[ASSIGNMENT]
For the records that follow, restate each one word for word and leave the images behind.

Top of PROVIDED ENTRIES

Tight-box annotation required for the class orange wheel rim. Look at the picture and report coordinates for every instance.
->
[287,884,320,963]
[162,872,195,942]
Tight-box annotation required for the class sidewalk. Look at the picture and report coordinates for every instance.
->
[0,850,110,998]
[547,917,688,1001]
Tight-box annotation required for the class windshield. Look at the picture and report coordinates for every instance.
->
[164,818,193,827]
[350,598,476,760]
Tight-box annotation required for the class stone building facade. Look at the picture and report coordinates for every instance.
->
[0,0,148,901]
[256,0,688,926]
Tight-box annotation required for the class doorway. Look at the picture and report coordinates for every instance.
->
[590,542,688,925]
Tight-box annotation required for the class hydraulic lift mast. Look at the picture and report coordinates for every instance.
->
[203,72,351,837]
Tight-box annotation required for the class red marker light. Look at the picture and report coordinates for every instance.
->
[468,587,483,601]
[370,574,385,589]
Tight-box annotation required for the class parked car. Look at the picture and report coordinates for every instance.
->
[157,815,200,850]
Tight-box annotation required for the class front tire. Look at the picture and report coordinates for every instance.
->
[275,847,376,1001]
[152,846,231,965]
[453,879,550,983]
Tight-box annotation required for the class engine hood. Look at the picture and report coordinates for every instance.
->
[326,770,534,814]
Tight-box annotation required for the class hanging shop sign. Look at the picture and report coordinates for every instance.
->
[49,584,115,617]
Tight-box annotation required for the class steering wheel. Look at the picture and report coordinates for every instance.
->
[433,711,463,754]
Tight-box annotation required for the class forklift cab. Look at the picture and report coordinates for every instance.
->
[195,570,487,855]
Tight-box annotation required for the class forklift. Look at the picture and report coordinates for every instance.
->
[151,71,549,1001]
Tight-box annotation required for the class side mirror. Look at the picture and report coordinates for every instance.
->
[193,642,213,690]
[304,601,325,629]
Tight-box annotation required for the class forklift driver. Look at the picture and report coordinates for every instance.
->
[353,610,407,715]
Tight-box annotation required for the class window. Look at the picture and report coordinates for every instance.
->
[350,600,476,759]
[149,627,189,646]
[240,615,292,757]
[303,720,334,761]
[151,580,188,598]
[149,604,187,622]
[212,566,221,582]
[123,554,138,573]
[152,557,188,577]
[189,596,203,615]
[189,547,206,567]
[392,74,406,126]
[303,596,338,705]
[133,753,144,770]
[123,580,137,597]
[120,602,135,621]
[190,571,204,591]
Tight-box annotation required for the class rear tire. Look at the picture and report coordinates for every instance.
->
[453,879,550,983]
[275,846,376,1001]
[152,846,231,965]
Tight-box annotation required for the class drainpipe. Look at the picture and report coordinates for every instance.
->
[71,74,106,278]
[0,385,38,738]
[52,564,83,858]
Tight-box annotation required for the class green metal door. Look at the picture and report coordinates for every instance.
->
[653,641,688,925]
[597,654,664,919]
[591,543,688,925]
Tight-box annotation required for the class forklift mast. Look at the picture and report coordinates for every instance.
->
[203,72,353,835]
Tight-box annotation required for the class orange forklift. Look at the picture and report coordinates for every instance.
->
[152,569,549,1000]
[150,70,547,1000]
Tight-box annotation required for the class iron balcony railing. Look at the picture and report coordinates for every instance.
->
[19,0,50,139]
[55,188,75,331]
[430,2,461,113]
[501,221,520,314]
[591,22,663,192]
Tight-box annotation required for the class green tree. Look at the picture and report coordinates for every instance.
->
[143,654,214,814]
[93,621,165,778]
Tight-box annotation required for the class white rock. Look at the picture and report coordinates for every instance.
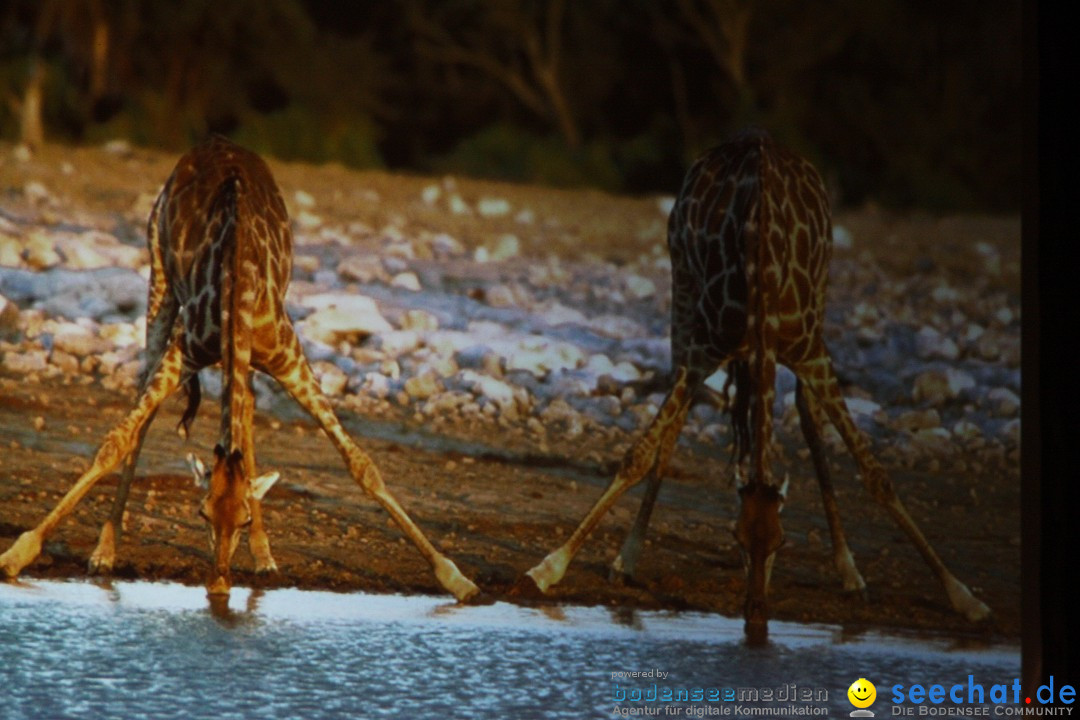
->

Bottom of PROVIDED ENTRIES

[SOLUTION TO THE PROBLEM]
Tight-box annotation required for the class orange wheel rim. Look at the picture and report coordinates for every instance.
->
[287,884,320,963]
[162,872,195,942]
Tight-box annotation required for the class sidewalk. Look at the picture and report coordinates for every instance.
->
[0,850,110,998]
[547,917,688,1001]
Tight-box annotation required for the class windshield. Look at the picture and report coordinates for every instance.
->
[164,818,193,827]
[350,598,476,760]
Tight-box annotation required for the class stone building facade. Look at the picture and report coordinates for every instance.
->
[0,0,148,901]
[256,0,688,926]
Tight-box annotation required for the class doorway. Look at the picture and report coordinates for every instance.
->
[590,542,688,925]
Tight-box annotation required for the class hydraulic lift mast. Look at the picture and report coordinates for every instance.
->
[203,72,351,837]
Tight-box annotation required for the class red marker light. Look at the picture and report coordinates for every instance.
->
[468,587,483,601]
[370,574,385,589]
Tight-box annotation required for the class parked car. Look at the picture and report coordinates for every instance.
->
[157,815,200,850]
Tight-box annotation required for the class front tire. Look at the picture and report coordinates for every instance.
->
[275,847,376,1001]
[152,846,231,965]
[453,879,550,983]
Tight-box annotation required for the class engine hood. Look at the picture and report coordinates for every instance.
->
[326,770,534,814]
Tight-box annotation required for the class hanging shop sign. Look at the picture and report coordinates for every instance.
->
[49,584,115,617]
Tight-box annotation required for the class steering wheel. Look at the picture and report coordinates for every instance.
->
[433,711,463,754]
Tight-box annotation required for the class forklift cab. Look at the picture and report coordinates for every instance.
->
[195,570,487,855]
Tight-box annotation required for the class forklift. Look at the picture and report coordinates for every instance.
->
[151,71,549,1001]
Tight-box annotation required for the class side mirror. Look at the picture and report coordinates for every instance.
->
[193,642,213,690]
[304,601,325,629]
Tight-box annotation required for the class forklift driver. Look at the picture and report coordinates for every instance.
->
[353,610,407,715]
Tight-box annotation required for the class window. Look at the picture and report coordinates for every instance.
->
[350,600,476,759]
[149,627,189,646]
[240,615,292,757]
[303,720,334,761]
[151,580,188,598]
[149,604,187,622]
[212,566,221,582]
[123,554,138,573]
[152,557,188,577]
[189,596,203,615]
[189,547,206,567]
[392,74,406,126]
[303,596,338,705]
[133,753,144,770]
[123,580,137,597]
[120,602,135,621]
[190,571,204,591]
Tight-box annotation required for the class rear tire. Look at the picture and report coordinates for every instance.
->
[453,879,550,983]
[275,846,376,1001]
[152,846,231,965]
Tight-box annotation required for the class drainpipe. Look at the picture and report coordinates for every instance.
->
[71,74,106,278]
[0,385,38,738]
[52,564,83,858]
Tight-box annotation required for the class green metal door. Look at the picture and report coordinates for every instance.
->
[653,641,688,925]
[597,654,664,919]
[591,543,688,925]
Tight-box annotation required for the class forklift mast. Look at the picture and report coordinates for every instance.
->
[203,72,353,835]
Tight-box annotation required for the class orange forklift. Look at the picture and report coordinates for every instance.
->
[152,569,549,1000]
[150,70,547,1000]
Tight-box annotation required for the class iron balcony railing. Look at the picture and report coordinates for every instance.
->
[19,0,50,139]
[55,188,75,331]
[430,2,461,113]
[501,221,520,314]
[591,22,663,192]
Tight-box annotation required for the class green tree. Look at the picture and report coordinates for every instance.
->
[143,654,214,814]
[93,621,165,778]
Tight-box annotation required for the class white rock. Look at the picture and report coordinates for every instance.
->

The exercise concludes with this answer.